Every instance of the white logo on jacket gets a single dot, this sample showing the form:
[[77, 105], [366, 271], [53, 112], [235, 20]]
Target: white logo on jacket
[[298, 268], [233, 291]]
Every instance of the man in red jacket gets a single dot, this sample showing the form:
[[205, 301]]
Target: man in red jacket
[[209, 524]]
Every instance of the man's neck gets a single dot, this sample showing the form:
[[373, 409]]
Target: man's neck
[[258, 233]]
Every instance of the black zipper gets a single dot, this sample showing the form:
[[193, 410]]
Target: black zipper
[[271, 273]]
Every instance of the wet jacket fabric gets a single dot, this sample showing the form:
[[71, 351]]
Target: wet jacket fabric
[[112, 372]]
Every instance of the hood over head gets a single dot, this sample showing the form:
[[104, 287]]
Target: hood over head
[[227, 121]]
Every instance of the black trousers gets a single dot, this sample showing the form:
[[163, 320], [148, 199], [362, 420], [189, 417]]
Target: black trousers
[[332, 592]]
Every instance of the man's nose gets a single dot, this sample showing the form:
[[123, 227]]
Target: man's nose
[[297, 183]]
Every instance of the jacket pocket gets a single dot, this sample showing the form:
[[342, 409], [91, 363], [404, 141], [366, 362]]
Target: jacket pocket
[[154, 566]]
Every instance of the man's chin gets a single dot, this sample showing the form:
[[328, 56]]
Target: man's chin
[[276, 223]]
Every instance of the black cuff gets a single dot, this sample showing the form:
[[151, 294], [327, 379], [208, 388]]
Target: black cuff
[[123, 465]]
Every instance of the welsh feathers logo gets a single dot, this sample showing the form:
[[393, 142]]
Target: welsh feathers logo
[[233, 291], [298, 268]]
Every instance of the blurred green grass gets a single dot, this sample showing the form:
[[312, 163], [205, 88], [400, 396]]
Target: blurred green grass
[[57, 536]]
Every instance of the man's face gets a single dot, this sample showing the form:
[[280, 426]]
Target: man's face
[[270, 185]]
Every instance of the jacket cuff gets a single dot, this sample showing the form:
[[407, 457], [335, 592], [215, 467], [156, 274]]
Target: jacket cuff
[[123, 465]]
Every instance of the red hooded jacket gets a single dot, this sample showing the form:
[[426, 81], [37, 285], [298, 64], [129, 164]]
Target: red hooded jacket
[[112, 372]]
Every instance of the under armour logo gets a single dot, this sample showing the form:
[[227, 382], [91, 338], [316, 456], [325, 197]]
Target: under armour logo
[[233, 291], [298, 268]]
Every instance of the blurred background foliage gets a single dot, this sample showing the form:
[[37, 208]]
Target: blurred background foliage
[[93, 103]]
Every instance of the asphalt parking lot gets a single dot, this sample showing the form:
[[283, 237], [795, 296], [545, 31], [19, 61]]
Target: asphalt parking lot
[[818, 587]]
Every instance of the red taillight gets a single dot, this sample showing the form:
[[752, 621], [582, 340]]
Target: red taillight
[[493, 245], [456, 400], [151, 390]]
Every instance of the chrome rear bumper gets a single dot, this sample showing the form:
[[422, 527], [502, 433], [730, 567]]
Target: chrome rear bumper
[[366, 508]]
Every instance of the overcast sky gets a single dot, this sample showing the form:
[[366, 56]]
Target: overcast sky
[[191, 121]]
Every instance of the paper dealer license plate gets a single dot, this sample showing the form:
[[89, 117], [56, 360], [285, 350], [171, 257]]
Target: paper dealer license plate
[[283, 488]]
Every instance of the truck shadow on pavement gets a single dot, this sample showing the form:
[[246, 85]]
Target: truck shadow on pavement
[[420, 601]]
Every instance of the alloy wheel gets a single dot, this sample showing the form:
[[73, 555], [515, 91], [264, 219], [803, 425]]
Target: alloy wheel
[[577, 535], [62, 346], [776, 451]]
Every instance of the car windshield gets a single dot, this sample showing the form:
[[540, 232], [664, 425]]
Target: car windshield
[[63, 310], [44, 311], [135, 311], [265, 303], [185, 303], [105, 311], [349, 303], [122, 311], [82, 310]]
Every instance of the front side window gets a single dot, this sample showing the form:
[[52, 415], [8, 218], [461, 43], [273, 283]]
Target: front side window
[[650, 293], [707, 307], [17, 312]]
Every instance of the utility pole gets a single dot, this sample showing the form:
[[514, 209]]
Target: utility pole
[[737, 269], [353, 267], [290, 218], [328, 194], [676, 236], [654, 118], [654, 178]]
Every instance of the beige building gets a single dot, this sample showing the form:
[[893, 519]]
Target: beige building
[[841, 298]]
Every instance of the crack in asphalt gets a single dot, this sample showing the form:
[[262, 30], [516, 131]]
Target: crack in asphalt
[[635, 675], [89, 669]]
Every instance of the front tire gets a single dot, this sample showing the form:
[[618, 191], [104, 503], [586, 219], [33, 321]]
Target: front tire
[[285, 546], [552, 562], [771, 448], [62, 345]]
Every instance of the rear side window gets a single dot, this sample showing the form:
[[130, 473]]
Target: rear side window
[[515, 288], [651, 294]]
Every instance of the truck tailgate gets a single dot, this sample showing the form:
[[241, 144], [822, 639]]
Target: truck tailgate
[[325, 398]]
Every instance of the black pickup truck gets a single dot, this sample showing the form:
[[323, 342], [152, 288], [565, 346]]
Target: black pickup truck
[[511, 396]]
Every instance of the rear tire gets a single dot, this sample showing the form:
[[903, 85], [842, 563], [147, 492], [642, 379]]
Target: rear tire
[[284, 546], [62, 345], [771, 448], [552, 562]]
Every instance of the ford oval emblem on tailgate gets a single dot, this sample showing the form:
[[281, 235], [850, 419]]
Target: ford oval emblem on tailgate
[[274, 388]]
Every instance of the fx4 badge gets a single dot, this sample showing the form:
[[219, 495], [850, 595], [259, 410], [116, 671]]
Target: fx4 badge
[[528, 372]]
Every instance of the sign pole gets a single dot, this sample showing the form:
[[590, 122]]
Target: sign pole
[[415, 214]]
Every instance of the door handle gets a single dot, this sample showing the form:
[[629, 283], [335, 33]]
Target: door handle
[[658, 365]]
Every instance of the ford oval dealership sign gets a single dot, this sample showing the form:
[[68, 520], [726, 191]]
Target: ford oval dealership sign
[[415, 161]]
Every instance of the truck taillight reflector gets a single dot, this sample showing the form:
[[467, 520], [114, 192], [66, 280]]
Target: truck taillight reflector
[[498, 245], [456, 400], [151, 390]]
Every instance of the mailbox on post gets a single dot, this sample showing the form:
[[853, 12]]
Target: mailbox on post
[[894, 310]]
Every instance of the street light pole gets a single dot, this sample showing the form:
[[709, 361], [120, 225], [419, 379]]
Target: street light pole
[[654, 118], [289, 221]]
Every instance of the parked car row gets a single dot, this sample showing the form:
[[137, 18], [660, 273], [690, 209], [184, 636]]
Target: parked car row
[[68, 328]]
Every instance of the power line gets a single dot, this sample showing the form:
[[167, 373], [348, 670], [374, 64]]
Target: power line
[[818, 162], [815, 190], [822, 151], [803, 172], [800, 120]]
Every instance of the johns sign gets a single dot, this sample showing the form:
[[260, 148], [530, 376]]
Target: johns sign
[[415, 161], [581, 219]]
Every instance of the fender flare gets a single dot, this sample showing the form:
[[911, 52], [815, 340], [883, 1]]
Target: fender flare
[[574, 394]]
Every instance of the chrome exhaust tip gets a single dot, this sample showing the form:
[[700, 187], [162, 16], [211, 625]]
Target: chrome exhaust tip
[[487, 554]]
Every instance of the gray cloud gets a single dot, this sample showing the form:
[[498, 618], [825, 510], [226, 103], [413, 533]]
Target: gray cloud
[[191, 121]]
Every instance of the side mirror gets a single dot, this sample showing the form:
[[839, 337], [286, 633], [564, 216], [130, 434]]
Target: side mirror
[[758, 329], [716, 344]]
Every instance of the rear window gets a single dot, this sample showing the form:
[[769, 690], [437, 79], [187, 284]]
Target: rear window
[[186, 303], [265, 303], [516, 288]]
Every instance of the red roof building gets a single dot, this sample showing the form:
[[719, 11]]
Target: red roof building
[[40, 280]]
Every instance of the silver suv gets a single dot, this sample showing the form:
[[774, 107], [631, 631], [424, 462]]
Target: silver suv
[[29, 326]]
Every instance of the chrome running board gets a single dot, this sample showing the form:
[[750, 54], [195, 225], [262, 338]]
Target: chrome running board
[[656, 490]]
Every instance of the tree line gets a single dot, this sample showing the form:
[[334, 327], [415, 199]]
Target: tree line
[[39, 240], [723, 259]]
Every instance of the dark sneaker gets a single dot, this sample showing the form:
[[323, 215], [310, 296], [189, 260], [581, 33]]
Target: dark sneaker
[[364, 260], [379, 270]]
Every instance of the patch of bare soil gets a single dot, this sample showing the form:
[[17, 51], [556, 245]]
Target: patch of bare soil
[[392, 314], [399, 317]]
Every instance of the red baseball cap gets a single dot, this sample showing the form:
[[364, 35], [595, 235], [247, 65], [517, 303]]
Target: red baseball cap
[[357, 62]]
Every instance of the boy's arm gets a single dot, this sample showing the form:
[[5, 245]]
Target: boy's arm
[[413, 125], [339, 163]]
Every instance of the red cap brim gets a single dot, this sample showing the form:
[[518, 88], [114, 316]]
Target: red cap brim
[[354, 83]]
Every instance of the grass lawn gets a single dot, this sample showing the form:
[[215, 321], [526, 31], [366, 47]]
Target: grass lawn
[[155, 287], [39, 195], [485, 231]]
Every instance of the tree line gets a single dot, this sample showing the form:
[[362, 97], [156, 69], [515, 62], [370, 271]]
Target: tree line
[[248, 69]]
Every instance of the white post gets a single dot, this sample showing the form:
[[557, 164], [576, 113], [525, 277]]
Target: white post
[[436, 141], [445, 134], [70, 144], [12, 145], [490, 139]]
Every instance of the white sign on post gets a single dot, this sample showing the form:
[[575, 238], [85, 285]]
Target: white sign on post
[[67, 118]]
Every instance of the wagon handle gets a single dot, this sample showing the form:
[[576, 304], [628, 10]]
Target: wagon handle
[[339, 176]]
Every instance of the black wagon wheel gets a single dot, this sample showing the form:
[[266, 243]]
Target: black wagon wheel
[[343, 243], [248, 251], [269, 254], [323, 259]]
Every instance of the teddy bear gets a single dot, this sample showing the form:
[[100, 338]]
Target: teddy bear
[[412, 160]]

#####

Reproduce word for word the stretch of the data above from the line containing "Every instance of the black pickup" through the line containing "[[284, 546], [62, 345], [771, 448], [552, 562]]", including both of those lines.

### Full response
Every instance of the black pickup truck gets a single dot, this sample showing the form:
[[323, 342], [152, 288], [565, 346]]
Target: black pickup truck
[[511, 396]]
Every instance of the rear tire gets a single dot, this sample showing the form:
[[903, 85], [842, 563], [147, 492], [642, 379]]
Target: rear tire
[[284, 546], [62, 345], [771, 448], [552, 562]]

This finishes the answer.